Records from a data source

::::::

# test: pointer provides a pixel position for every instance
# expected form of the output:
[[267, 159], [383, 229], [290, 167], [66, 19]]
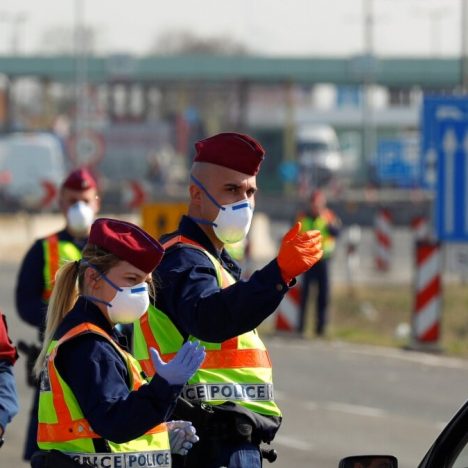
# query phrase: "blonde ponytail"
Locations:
[[68, 286], [64, 296]]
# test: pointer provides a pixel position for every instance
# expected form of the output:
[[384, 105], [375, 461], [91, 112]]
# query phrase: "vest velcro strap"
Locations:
[[78, 429], [150, 459]]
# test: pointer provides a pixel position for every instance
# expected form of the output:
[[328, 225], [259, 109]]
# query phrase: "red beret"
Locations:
[[233, 150], [80, 179], [128, 242]]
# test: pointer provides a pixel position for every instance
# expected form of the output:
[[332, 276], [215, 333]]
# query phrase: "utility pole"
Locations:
[[81, 70], [464, 47], [368, 130]]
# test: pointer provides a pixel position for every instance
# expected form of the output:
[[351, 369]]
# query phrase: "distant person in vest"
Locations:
[[78, 202], [8, 392], [321, 218], [96, 405], [230, 399]]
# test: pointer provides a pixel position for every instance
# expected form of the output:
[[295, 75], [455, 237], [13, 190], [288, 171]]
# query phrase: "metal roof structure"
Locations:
[[391, 72]]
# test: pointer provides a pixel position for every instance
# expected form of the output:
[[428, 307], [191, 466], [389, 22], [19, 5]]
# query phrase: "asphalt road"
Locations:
[[337, 399]]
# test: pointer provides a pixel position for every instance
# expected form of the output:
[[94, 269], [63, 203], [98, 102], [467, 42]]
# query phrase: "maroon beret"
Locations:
[[80, 179], [232, 150], [127, 242]]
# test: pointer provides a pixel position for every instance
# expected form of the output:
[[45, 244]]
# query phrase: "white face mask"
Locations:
[[129, 304], [233, 221], [80, 217]]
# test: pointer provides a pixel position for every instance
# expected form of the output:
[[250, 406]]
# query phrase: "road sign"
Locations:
[[437, 109], [398, 162], [451, 202], [86, 148], [162, 218]]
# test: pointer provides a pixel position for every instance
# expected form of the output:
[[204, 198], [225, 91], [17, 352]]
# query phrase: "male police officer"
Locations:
[[321, 218], [231, 396], [79, 203]]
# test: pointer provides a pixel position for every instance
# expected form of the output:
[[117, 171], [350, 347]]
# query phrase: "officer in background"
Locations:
[[8, 393], [79, 203], [230, 399], [321, 218]]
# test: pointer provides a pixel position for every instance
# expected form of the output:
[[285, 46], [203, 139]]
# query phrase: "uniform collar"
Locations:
[[192, 230], [64, 235], [189, 228], [86, 311]]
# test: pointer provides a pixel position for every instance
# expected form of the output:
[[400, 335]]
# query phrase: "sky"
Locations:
[[266, 27]]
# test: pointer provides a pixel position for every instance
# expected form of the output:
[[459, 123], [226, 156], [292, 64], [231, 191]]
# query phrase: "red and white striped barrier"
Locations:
[[420, 228], [383, 239], [288, 312], [428, 295]]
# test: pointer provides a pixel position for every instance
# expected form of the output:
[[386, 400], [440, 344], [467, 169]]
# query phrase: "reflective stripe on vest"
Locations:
[[320, 223], [230, 367], [62, 424], [56, 253]]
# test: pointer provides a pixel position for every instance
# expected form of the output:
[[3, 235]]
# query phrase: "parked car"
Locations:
[[450, 449], [34, 164], [318, 155]]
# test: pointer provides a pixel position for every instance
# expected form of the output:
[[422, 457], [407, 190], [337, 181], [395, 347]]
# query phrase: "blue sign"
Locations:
[[397, 162], [451, 202], [437, 109]]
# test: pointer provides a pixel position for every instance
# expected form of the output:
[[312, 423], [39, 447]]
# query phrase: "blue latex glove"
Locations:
[[184, 364], [182, 436]]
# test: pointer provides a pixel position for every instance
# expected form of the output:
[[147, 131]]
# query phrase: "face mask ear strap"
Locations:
[[102, 275], [201, 186], [95, 299]]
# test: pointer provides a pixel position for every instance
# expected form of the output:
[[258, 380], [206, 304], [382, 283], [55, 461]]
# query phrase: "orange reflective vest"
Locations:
[[62, 425], [56, 253], [238, 369]]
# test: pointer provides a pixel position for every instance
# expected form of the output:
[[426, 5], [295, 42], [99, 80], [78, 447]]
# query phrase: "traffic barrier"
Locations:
[[425, 324], [420, 228], [383, 239], [288, 312]]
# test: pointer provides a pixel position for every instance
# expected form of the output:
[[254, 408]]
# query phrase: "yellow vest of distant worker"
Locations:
[[62, 425], [321, 223], [56, 253], [238, 370]]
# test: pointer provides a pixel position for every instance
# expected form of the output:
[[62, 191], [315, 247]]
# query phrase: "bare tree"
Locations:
[[186, 42]]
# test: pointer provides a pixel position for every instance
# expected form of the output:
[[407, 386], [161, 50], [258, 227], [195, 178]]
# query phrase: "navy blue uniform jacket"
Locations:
[[189, 294], [30, 284], [99, 379]]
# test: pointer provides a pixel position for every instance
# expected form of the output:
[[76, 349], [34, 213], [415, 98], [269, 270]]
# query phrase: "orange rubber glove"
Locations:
[[299, 252]]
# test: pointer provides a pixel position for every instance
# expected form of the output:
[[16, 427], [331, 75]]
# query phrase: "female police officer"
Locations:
[[95, 405]]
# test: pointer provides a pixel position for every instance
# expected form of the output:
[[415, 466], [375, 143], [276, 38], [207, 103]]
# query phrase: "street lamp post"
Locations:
[[464, 47]]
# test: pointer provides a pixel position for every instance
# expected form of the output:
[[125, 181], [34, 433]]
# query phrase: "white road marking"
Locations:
[[293, 443], [355, 409]]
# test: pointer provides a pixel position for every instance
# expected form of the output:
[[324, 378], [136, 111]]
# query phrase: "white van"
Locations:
[[318, 154], [30, 160]]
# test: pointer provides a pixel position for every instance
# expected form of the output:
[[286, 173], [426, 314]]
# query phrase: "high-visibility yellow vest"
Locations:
[[56, 253], [321, 223], [238, 370], [62, 425]]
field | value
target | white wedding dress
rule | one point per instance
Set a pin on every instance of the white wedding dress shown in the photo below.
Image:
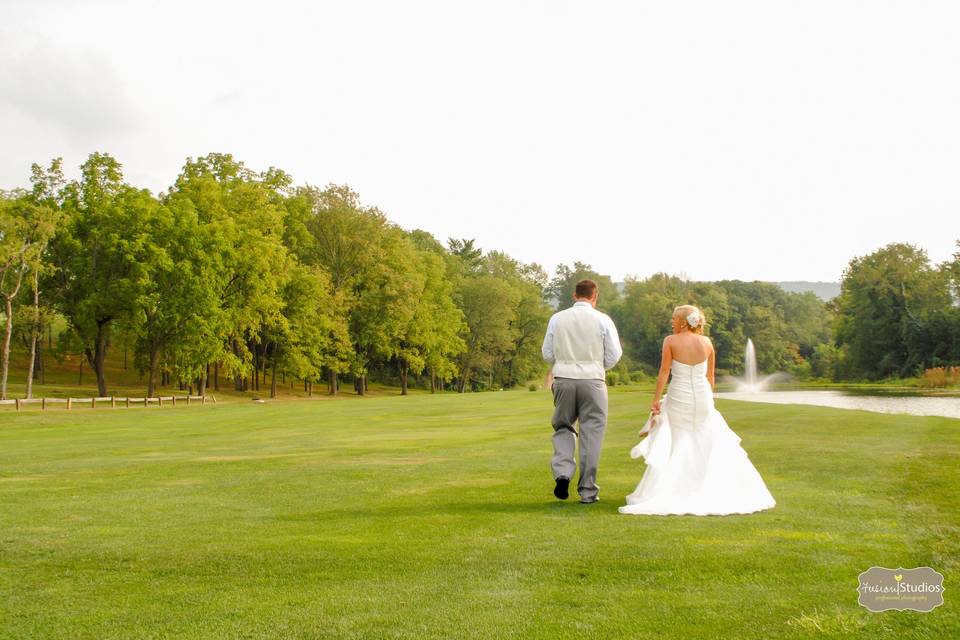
(695, 464)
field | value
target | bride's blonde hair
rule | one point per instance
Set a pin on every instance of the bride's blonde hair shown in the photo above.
(686, 314)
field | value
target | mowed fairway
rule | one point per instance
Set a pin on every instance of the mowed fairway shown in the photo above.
(432, 517)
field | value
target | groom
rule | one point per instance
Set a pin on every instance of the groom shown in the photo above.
(581, 343)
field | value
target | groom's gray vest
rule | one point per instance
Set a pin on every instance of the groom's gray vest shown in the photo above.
(578, 344)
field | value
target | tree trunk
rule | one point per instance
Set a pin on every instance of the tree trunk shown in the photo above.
(6, 347)
(154, 365)
(34, 332)
(273, 378)
(40, 368)
(99, 356)
(263, 357)
(334, 382)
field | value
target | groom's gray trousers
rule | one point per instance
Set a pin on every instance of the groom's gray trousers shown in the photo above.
(586, 401)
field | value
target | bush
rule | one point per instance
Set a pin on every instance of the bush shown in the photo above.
(940, 377)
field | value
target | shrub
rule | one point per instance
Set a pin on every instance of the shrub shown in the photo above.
(940, 377)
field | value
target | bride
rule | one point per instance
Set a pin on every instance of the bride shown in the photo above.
(695, 464)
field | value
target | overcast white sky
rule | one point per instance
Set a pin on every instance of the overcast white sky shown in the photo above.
(756, 140)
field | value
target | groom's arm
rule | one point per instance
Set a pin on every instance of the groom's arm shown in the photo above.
(612, 351)
(547, 348)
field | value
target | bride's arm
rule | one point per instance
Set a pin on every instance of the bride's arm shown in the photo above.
(665, 359)
(711, 365)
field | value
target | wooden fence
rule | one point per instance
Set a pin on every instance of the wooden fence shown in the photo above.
(111, 401)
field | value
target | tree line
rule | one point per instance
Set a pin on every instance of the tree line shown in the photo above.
(897, 315)
(233, 276)
(241, 276)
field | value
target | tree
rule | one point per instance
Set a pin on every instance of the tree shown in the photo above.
(432, 339)
(889, 305)
(562, 286)
(25, 227)
(99, 256)
(242, 214)
(489, 306)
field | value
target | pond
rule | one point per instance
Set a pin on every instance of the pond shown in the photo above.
(948, 407)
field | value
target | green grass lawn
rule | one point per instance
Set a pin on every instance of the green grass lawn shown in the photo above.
(432, 517)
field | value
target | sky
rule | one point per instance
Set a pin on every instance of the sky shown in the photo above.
(764, 140)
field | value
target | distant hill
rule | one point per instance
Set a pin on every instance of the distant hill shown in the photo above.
(823, 290)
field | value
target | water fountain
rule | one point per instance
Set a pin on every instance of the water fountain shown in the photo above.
(752, 382)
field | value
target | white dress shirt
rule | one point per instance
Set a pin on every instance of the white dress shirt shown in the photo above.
(586, 362)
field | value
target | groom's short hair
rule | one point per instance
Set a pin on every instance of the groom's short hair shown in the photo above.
(585, 289)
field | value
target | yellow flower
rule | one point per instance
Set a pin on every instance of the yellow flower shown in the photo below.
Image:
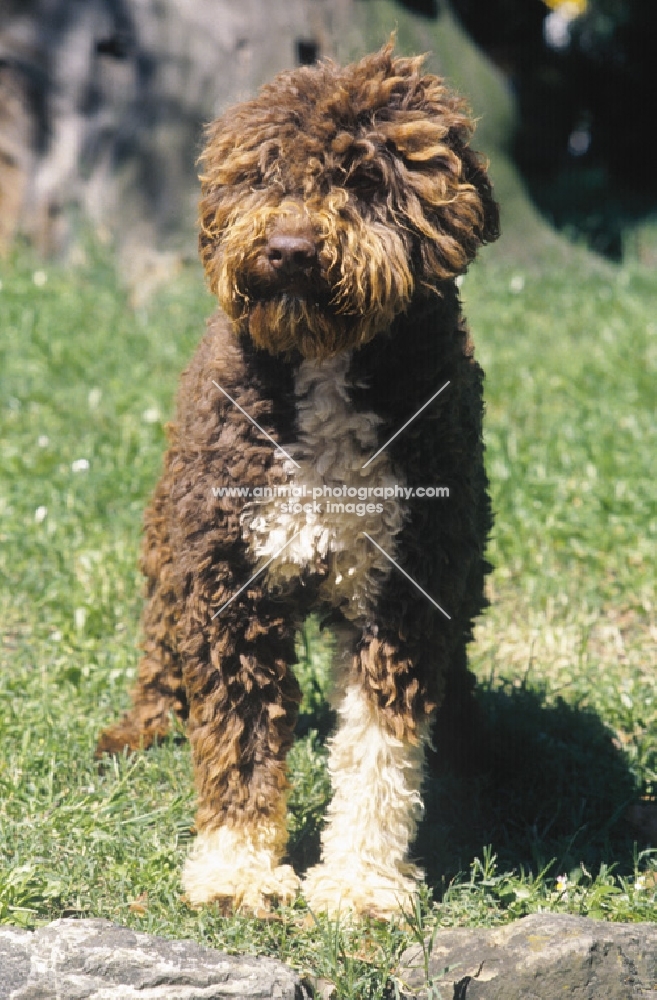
(581, 5)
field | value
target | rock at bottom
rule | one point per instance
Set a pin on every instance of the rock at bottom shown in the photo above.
(97, 960)
(541, 957)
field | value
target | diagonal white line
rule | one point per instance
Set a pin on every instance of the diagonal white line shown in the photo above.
(416, 414)
(262, 568)
(256, 424)
(415, 584)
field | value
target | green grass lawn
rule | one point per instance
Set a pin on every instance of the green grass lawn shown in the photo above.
(550, 815)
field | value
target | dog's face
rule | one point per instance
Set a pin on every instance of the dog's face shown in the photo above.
(335, 197)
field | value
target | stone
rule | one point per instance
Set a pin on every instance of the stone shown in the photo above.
(541, 957)
(98, 960)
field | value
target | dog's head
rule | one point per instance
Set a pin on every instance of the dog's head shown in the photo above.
(337, 196)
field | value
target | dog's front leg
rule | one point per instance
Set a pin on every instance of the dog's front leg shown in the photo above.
(375, 762)
(243, 703)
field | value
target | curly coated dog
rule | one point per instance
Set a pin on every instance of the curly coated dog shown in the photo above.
(326, 456)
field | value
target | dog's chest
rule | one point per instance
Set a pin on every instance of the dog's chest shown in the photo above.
(334, 498)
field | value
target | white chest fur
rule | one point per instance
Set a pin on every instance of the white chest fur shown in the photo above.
(333, 503)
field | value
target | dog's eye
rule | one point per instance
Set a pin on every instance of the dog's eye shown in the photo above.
(364, 178)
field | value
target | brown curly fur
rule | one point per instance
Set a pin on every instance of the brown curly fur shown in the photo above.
(368, 172)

::::::

### What is needed
Arrange the data, starting with its first line and ending with the line that contains "[[233, 150], [80, 179], [128, 242]]", as a Markdown table with the columns No. and Line. Number each row, skip blank lines, and leave out the pictures.

### Reply to the exercise
| No. | Line |
|---|---|
| 1 | # test: pointer provides a pixel position for every instance |
| 2 | # expected form of the output: |
| 3 | [[267, 159], [383, 229], [290, 167], [66, 19]] |
| 4 | # query phrase: "blonde ponytail" |
| 5 | Locations: |
| 6 | [[68, 286], [64, 296]] |
| 7 | # test: pointer provides a pixel position for every instance |
| 8 | # expected form of the output: |
| 9 | [[384, 105], [375, 461], [91, 112]] |
| 10 | # query phrase: "vest velcro strap" |
| 11 | Locations: |
| 12 | [[78, 429], [150, 459]] |
| 13 | # test: pointer provides a pixel position for every instance |
| 14 | # expected form of the output: |
| 15 | [[328, 225], [259, 109]] |
| 16 | # query phrase: "red beret" |
| 17 | Locations: |
| 18 | [[233, 150], [80, 179], [128, 242]] |